[Records from a dataset]
__________

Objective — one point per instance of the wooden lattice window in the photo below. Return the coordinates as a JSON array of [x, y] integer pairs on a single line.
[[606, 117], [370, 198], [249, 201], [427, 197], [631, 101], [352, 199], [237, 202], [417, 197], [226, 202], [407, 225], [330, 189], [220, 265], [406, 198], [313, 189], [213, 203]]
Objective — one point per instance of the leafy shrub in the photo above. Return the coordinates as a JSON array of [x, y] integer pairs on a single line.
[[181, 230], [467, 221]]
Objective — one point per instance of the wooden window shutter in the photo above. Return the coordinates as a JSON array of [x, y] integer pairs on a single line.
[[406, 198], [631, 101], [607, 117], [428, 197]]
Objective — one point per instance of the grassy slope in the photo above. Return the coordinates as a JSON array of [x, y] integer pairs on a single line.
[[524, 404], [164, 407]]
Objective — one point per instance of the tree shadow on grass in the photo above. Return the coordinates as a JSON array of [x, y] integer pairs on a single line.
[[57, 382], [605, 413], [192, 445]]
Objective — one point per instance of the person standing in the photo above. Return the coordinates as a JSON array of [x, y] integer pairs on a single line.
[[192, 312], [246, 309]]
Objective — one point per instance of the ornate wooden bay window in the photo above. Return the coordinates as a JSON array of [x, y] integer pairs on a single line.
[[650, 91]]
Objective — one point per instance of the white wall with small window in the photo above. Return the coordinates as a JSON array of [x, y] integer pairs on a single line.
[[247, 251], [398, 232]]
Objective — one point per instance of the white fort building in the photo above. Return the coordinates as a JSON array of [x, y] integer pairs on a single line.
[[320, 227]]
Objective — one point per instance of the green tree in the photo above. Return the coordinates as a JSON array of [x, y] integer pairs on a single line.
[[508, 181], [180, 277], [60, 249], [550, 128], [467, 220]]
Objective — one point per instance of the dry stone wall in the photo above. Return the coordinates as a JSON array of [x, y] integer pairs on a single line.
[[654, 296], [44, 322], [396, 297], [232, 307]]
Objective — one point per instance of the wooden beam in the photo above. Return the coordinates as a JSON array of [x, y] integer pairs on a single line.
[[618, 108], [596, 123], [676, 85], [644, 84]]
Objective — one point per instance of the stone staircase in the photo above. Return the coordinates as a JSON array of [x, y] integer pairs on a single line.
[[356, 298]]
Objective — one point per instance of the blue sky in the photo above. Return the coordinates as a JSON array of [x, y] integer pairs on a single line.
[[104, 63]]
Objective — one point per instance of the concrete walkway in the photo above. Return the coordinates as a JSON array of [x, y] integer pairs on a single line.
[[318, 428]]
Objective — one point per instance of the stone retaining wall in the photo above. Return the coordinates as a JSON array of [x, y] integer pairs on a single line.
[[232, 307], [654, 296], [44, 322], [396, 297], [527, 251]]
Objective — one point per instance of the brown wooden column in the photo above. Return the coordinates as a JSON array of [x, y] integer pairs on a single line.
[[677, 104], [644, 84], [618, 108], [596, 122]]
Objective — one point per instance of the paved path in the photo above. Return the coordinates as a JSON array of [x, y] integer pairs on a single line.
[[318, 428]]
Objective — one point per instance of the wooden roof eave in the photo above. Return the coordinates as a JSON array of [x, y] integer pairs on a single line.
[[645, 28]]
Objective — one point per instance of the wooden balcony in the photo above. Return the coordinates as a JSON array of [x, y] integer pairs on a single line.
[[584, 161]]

__________

Your assignment: All records are to be retyped precisely.

Answer space:
Objective — one point per instance of the wooden lattice window in the photo below. Return the coordinates as a JSON array of [x, y] integer pairs on a single line.
[[606, 117], [370, 198], [249, 201], [427, 197], [631, 101], [352, 199], [237, 202], [417, 197], [226, 202], [407, 225], [330, 189], [220, 265], [406, 198], [313, 189], [213, 203]]
Objective — one point per instance of the leafy shrub in the photo above. Return the coordinates as a JSON array of [x, y] integer pairs on a single line.
[[181, 230], [467, 221]]
Objective — one point per instance of the wooden window shutter in the photo above. Return the coordinates as a JSON array of [x, y] integer pairs on a single line.
[[406, 198], [631, 101], [607, 117], [428, 197]]
Objective — one point per instance of the grassy slope in the photo above. Return the coordinates as a JSON array of [x, y] integer pairs on a single line.
[[524, 404], [164, 407]]
Objective — one point per instance of the tree shadow on grass in the photo above. Return the coordinates as a JSON array of [x, y] integer pairs on a single line.
[[57, 382], [605, 413], [192, 445]]
Objective — one point per instance of the person standing in the photo above. Return the coordinates as a JSON array of [x, y] integer pairs on a single line.
[[192, 312], [246, 309]]
Objective — one point per instance of the ornate wooden bay window in the photo above. Return the coordinates as a JSON array of [x, y] integer pairs on a single line.
[[650, 91]]
Objective — one point per instance of the white wall with small window in the photo above. Return the coordinates as a JSON array of [x, y] integer pairs on a single line.
[[247, 251], [398, 232]]
Objective — one point per instance of the white fort building in the photo above. Return the coordinates as a JSON array of [x, y] integer pairs on a single line.
[[320, 227]]
Objective — one point per instance of the green tree in the photo above. Return the coordinates as a JSON array of [x, y] integer pairs on a single line.
[[508, 181], [180, 277], [60, 249], [550, 128], [467, 220]]
Objective — one point per instance of the dry stone wall in the photo above. Return the coordinates as a JSON array of [x, y] integer pairs on a single line.
[[654, 296], [44, 322], [396, 297], [232, 307]]
Objective — one point per instance of the wooden beam in the photo above. Return the coordinates as a JSON array of [x, y] integer pairs on a single line.
[[618, 108], [596, 123], [676, 85], [644, 84]]
Objective — one point per instance of the stone staircase in the photo above. Return the coordinates as a JSON array of [x, y] integer pairs on a single line.
[[356, 298]]
Objective — one point per instance of the blue sky in the photo above. Return the coordinates as a JSON array of [x, y] integer pairs on a single line.
[[104, 63]]
Objective — one point per instance of the concrete walkway in the photo above. Return the coordinates as a JSON array of [x, y] integer pairs on a single line.
[[318, 428]]
Objective — one point per instance of the stone retaining wall in the photo above. Return the coordinates as a JSON array of [x, y] integer pairs on a single line.
[[232, 307], [654, 296], [44, 322], [396, 297], [527, 251]]
Objective — one point per instance of the brown wooden column in the photo above. Return the coordinates as a JSON array of [x, y] integer pairs on a single line.
[[677, 104], [644, 84], [618, 108], [596, 122]]
Objective — one point per instance of the paved path in the photo above. Return the coordinates as a JSON array of [x, y] integer pairs on a single line.
[[318, 428]]
Objective — one point per instance of the wooden roof eave in the photo above. Return the coordinates as a JSON array of [x, y] integer pairs on a single line.
[[645, 28]]
Objective — one point per instance of the wooden balcony in the photo above. Return the coordinates as a JSON array of [x, y] integer pairs on a single line.
[[584, 161]]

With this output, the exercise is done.